### Stated goal
Please pick out every line in the data below that contains the word "with", and copy each of those lines.

### Supplied data
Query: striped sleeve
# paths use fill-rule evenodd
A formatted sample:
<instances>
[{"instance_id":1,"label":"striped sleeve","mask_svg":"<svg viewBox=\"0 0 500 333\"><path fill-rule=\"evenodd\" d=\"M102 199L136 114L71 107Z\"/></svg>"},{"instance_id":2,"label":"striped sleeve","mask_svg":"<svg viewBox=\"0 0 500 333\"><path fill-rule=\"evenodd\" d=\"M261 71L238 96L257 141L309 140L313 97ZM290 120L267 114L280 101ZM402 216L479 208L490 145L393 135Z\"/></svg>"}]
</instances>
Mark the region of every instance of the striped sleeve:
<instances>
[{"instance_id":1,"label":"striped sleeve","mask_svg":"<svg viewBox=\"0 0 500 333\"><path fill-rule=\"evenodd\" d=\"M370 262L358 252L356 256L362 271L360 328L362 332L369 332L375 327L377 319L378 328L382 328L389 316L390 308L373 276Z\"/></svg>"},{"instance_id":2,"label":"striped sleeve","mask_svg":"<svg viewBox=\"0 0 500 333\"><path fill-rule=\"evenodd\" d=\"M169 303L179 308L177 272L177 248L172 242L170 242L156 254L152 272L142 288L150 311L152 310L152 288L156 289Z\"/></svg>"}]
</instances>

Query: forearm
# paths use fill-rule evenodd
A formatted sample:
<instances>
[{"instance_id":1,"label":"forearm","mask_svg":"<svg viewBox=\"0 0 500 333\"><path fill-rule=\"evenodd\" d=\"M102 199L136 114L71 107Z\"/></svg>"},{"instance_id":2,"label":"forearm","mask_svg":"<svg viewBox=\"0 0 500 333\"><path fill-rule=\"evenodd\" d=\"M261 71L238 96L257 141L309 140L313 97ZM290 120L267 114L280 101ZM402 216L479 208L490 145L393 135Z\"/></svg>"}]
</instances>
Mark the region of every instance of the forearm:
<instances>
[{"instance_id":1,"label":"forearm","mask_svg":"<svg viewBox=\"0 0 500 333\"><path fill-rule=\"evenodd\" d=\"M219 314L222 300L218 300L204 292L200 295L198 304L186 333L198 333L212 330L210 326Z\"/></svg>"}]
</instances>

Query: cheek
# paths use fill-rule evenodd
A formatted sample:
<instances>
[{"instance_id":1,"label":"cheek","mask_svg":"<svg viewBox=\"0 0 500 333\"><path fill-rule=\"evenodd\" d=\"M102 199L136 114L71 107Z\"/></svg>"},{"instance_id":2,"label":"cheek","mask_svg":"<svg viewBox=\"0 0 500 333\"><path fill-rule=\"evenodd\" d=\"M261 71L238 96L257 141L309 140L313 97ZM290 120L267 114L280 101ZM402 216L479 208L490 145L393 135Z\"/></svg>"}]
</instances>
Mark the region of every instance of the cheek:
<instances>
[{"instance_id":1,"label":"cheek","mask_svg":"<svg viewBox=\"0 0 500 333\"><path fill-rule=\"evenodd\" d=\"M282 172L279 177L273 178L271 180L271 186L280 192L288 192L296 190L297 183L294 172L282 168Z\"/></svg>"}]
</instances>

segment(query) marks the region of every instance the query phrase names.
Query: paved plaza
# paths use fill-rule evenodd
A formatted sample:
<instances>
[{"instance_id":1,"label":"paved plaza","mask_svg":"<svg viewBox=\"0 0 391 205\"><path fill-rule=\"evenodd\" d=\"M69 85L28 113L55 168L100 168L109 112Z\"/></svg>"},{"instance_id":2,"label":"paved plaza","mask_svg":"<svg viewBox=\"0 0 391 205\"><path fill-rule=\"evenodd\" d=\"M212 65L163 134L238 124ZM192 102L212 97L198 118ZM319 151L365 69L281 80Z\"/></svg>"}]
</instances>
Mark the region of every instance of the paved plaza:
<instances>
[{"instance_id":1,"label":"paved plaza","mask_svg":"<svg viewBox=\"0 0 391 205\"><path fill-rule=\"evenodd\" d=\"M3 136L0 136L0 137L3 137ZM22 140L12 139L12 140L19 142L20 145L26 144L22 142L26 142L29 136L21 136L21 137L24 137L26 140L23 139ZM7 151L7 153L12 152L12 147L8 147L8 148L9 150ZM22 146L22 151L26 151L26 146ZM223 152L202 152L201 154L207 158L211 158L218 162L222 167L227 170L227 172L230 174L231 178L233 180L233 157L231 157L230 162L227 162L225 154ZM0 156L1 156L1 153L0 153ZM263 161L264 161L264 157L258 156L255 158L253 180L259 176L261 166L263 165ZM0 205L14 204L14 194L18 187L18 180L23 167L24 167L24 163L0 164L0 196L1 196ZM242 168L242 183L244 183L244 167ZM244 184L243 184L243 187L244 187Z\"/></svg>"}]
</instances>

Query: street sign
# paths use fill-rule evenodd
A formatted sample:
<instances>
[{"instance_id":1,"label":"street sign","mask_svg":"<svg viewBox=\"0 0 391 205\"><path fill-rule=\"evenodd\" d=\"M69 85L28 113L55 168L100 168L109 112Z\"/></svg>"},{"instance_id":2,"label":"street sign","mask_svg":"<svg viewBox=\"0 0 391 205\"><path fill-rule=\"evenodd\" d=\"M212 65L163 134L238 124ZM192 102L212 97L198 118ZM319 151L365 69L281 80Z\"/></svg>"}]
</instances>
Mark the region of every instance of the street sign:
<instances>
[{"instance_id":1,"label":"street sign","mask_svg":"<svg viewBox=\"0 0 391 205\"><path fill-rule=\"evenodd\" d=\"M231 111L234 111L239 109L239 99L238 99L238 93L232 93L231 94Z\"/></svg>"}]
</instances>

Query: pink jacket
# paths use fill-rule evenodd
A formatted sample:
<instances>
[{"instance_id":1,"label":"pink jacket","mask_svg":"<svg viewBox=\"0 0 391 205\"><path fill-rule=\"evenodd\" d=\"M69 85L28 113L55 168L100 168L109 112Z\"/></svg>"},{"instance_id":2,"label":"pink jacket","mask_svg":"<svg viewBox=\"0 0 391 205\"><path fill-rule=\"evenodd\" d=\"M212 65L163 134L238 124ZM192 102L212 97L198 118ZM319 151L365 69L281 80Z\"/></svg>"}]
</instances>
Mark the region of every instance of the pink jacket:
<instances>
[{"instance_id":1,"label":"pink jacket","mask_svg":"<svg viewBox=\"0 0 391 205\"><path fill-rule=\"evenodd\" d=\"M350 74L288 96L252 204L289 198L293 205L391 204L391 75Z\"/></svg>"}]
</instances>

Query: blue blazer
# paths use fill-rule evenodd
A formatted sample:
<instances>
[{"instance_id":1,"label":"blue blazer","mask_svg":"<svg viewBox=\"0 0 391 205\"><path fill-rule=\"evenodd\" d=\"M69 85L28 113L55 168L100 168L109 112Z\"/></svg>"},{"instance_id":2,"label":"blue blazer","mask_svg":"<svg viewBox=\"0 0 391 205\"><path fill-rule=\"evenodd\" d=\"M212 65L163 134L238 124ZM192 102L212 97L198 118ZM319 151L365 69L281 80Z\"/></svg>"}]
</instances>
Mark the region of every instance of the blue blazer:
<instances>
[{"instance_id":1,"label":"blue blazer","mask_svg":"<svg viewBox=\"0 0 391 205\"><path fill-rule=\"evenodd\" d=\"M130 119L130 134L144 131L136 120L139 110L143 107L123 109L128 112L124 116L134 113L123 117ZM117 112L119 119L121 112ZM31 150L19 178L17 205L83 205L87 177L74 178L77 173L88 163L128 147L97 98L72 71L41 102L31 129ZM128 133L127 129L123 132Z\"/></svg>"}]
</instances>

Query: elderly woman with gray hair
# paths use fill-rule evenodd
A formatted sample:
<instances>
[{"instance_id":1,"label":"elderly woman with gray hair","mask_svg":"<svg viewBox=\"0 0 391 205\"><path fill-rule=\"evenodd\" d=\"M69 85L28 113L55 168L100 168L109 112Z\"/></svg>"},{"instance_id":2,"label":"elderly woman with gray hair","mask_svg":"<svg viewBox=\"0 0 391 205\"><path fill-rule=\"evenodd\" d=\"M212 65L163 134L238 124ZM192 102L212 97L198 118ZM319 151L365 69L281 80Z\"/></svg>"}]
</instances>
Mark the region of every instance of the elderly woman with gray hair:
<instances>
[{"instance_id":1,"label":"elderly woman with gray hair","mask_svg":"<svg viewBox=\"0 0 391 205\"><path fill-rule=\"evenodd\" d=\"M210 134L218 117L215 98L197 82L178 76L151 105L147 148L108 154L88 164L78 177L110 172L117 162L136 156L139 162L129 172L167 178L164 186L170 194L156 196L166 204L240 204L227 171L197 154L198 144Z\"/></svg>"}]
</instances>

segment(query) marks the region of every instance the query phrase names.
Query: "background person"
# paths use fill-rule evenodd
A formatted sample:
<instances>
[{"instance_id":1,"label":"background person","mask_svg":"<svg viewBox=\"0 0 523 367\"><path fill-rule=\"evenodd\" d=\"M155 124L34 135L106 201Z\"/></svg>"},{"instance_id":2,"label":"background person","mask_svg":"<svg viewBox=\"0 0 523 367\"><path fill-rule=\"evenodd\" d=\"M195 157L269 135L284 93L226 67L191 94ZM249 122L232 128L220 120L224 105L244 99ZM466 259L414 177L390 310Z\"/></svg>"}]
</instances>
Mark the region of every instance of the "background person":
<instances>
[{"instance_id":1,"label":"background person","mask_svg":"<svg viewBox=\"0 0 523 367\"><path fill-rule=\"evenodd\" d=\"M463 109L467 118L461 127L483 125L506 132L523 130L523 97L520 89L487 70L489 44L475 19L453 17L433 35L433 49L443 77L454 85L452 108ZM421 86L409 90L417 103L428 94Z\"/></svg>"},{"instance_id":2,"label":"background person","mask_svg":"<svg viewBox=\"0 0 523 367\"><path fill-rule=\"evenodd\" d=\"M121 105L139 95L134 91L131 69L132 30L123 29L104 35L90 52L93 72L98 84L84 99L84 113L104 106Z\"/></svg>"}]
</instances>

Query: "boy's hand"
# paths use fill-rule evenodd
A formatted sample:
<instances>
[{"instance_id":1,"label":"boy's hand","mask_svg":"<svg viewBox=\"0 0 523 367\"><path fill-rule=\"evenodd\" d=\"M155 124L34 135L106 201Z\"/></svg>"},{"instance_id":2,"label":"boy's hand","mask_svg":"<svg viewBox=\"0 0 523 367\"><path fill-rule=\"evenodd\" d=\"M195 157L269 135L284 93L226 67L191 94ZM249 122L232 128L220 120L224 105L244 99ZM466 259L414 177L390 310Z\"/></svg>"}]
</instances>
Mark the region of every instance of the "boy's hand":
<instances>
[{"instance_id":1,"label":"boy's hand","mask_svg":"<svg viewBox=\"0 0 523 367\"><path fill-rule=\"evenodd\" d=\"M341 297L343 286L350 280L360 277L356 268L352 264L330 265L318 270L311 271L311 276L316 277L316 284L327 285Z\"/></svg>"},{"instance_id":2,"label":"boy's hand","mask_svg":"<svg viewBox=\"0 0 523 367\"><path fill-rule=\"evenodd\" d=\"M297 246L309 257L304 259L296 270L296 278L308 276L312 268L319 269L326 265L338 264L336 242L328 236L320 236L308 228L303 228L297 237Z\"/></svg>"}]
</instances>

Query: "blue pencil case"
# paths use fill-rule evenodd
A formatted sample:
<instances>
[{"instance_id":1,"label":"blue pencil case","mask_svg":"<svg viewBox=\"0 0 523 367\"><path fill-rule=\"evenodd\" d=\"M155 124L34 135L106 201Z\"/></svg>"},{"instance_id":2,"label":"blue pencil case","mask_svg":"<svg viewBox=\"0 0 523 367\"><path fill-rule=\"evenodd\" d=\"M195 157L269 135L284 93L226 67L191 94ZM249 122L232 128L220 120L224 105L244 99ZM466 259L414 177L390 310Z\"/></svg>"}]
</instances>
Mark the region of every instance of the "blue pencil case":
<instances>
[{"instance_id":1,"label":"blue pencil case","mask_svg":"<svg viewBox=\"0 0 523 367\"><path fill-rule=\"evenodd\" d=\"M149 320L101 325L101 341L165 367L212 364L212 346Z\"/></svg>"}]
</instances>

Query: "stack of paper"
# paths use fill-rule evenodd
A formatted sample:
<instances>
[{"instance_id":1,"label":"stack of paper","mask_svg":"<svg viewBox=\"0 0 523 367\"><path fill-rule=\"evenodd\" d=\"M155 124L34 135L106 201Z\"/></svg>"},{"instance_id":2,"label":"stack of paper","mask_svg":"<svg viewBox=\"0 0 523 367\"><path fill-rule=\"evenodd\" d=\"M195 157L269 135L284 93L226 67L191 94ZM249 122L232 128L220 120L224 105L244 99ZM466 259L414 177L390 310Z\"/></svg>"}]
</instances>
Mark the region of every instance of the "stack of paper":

### Output below
Query: elderly woman with gray hair
[{"instance_id":1,"label":"elderly woman with gray hair","mask_svg":"<svg viewBox=\"0 0 391 205\"><path fill-rule=\"evenodd\" d=\"M69 85L28 113L55 168L100 168L109 112Z\"/></svg>"},{"instance_id":2,"label":"elderly woman with gray hair","mask_svg":"<svg viewBox=\"0 0 391 205\"><path fill-rule=\"evenodd\" d=\"M212 65L163 134L238 124ZM192 102L212 97L198 118ZM319 151L365 69L281 80Z\"/></svg>"}]
Mark the region of every instance of the elderly woman with gray hair:
[{"instance_id":1,"label":"elderly woman with gray hair","mask_svg":"<svg viewBox=\"0 0 391 205\"><path fill-rule=\"evenodd\" d=\"M210 134L218 117L215 98L197 82L178 76L151 105L147 148L108 154L88 164L78 177L110 172L117 162L136 156L139 162L129 172L167 178L164 186L170 194L156 196L166 204L240 204L227 171L197 154L198 144Z\"/></svg>"}]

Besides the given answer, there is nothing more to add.